### Задания:
**a)** Ответьте, пожалуйста, на вопросы по тексту для чтения:
(i) В какой форме осуществляется экологический контроль?
(ii) Как часто проводятся плановые проверки?
(iii) На основании чего осуществляются проверки?
**b)** Воспроизведите без изменений фрагмент текста для чтения: всё от слов «Плановые проверки проводятся» вниз до слов «в два года).».

### Текст для чтения:
▼

# Работники культурно-досуговых учреждений > Документация и планирование >  Экологическая документация

## Lena65

Девочки..... кто нибудь занимался разработкой экологической документации 
- отнесение образуемых отходов к конкретному классу опасности в порядке, установленном федеральным органом исполнительной власти, осуществляющим государственное регулирование в области охраны окружающей среды;
- разработка нормативов образования отходов и лимитов на их размещение;
- проект нормативов предельно-допустимых выбросов от источников загрязнения? :Blink:  
Не успеешь от одного отойти - тут же новая проблема.... :Tu:

----------


## Рамоновна

Порядок организации и осуществления государственного экологического контроля определяется прежде всего Федеральным законом «О защите прав юридических лиц и индивидуальных предпринимателей при проведении государственного контроля (надзора)» от 08.08.2001 № 134-ФЗ.
В соответствии с требованиями указанного закона экологический контроль осуществляется в форме плановых и внеплановых проверок. 
Порядок организации и осуществления государственного экологического контроля определяется прежде всего Федеральным законом «О защите прав юридических лиц и индивидуальных предпринимателей при проведении государственного контроля (надзора)» от 08.08.2001 № 134-ФЗ.
В соответствии с требованиями указанного закона экологический контроль осуществляется в форме плановых и внеплановых проверок.
Плановые проверки проводятся с периодичностью, определенной дейс твующим законодательством Российской Федерации, в целях контроля вы полнения субъектами хозяйственной и иной деятельности обязательных требований в области охраны окружающей среды (не чаще чем один раз в два года).
Внеплановые проверки организуются:
- в целях контроля исполнения субъектами хозяйственной и иной деятельности предписаний об устранении нарушений, выявленных в ходе проведенных ранее плановых проверок;
- в случае возникновения угрозы здоровью и жизни граждан, загрязнения окружающей среды;
- при поступлении от граждан, юридических лиц и индивидуальных предпринимателей, органов государственной власти и местного самоуправления, органов прокуратуры и правоохранительных органов, общественных организаций обращений (заявлений), содержащих информацию о нарушениях законодательства в области охраны окружающей среды.
Проверки осуществляются на основании распоряжений (приказов) органа экологического контроля, в которых должны быть указаны:
- номер и дата распоряжения;
- наименование органа экологического контроля;
- фамилия, имя, отчество и должность лица, уполномоченного на проведение проверки;
- наименование юридического лица или фамилия, имя, отчество индивидуального предпринимателя, в отношении которых проводится проверка;
- цели, задачи и предмет проверки;
- правовые основания проведения проверки, в том числе нормативные правовые акты, обязательные требования которых подлежат проверке;
- даты начала и окончания проверки.

▲

### Блок данных:

▼

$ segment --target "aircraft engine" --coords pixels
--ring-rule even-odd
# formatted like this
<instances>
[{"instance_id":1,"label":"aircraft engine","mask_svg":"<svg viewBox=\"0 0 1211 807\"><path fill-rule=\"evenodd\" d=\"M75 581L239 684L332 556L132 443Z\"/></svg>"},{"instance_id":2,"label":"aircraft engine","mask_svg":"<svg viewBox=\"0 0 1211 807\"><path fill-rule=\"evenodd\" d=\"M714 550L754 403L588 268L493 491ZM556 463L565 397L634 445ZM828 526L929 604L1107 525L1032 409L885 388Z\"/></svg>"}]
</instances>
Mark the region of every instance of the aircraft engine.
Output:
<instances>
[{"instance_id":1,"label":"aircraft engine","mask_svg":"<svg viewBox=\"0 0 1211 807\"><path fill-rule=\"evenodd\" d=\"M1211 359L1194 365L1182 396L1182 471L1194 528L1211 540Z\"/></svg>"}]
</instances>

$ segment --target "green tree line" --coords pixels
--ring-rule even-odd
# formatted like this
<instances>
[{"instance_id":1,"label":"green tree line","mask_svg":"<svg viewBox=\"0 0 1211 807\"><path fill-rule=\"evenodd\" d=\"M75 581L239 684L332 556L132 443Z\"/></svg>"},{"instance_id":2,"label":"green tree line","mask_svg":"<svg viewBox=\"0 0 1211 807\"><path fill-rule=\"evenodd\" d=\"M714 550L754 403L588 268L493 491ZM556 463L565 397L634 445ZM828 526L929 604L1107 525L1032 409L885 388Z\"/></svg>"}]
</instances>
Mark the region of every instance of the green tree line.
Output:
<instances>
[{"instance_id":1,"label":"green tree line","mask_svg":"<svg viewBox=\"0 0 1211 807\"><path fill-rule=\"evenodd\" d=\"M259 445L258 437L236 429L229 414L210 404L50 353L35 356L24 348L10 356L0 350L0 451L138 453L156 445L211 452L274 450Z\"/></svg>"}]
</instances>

▲
▼

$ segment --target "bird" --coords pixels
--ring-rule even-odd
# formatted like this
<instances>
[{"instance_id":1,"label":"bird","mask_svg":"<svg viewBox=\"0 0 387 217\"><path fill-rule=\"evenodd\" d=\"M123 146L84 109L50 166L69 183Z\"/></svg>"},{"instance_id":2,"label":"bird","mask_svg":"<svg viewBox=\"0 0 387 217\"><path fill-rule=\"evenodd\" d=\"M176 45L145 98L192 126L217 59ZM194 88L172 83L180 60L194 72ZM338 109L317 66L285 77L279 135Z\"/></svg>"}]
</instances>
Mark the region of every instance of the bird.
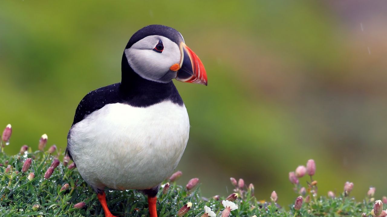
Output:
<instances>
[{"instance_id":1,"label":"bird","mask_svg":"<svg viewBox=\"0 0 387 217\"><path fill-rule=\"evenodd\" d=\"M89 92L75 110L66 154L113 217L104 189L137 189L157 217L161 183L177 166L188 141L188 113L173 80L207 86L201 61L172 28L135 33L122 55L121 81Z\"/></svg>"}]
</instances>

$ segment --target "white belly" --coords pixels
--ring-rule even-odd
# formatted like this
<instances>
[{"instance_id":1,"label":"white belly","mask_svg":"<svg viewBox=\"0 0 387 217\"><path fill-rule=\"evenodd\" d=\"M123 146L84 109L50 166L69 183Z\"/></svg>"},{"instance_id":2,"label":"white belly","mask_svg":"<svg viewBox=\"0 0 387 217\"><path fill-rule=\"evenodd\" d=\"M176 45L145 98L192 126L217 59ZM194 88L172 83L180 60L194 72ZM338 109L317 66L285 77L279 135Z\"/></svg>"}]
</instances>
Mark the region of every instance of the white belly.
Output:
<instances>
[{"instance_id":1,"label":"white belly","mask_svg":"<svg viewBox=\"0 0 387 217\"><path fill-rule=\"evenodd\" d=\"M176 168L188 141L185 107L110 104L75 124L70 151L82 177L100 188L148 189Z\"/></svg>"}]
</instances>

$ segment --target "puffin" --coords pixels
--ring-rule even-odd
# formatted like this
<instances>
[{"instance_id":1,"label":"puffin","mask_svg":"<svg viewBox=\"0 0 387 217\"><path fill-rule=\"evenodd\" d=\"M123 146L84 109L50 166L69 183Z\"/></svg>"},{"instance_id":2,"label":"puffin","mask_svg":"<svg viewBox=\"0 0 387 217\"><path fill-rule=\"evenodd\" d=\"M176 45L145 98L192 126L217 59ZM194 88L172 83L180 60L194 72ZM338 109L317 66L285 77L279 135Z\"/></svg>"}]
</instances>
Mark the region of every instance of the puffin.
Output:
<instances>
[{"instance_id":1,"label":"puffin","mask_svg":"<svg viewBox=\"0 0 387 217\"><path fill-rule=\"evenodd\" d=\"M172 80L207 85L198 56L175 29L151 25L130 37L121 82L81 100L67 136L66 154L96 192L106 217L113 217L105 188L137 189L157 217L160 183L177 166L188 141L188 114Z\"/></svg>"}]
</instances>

▲

### Ответы к упражнению:
**a)**
(i) В форме плановых и внеплановых проверок.
(ii) Не чаще чем один раз в два года.
(iii) На основании распоряжений (приказов) органа экологического контроля.

**b)**
Плановые проверки проводятся с периодичностью, определенной дейс твующим законодательством Российской Федерации, в целях контроля вы полнения субъектами хозяйственной и иной деятельности обязательных требований в области охраны окружающей среды (не чаще чем один раз в два года).